▶ [Exercise brief]
Render the listing below as a numbered list, leaving out blank lines and omitting the pictures.

▶ [Entries shown]
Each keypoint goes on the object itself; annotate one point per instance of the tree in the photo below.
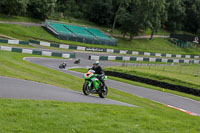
(176, 14)
(157, 14)
(121, 4)
(13, 7)
(191, 21)
(101, 13)
(134, 20)
(41, 9)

▶ [Response to this task]
1. Each keypoint goes on the object itself; annotate one point per instance of the tree in the photo below.
2. (176, 14)
3. (157, 14)
4. (121, 4)
5. (13, 7)
6. (191, 21)
7. (101, 13)
8. (134, 20)
9. (41, 9)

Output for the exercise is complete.